## BEGIN DATA ENTRIES

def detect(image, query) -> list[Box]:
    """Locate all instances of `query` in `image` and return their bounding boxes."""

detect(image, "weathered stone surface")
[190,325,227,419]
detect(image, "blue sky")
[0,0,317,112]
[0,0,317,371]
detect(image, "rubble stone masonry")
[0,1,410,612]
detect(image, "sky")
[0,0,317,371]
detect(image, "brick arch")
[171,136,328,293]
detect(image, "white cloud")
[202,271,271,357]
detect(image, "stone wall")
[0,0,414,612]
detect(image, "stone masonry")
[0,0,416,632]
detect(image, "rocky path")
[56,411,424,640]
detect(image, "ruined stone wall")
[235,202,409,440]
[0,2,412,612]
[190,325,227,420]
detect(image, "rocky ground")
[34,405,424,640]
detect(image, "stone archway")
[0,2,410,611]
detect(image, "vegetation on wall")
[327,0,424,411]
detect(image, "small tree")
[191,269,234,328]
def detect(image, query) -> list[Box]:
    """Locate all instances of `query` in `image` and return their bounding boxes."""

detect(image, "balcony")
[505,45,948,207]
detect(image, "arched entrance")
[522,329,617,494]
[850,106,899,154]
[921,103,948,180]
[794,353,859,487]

## END DATA ENTRIES

PROBLEM DETAILS »
Gather every line of the entries above that contains the string "rocky". Case counts.

SOLUTION »
detect(image, "rocky path")
detect(image, "rocky ground")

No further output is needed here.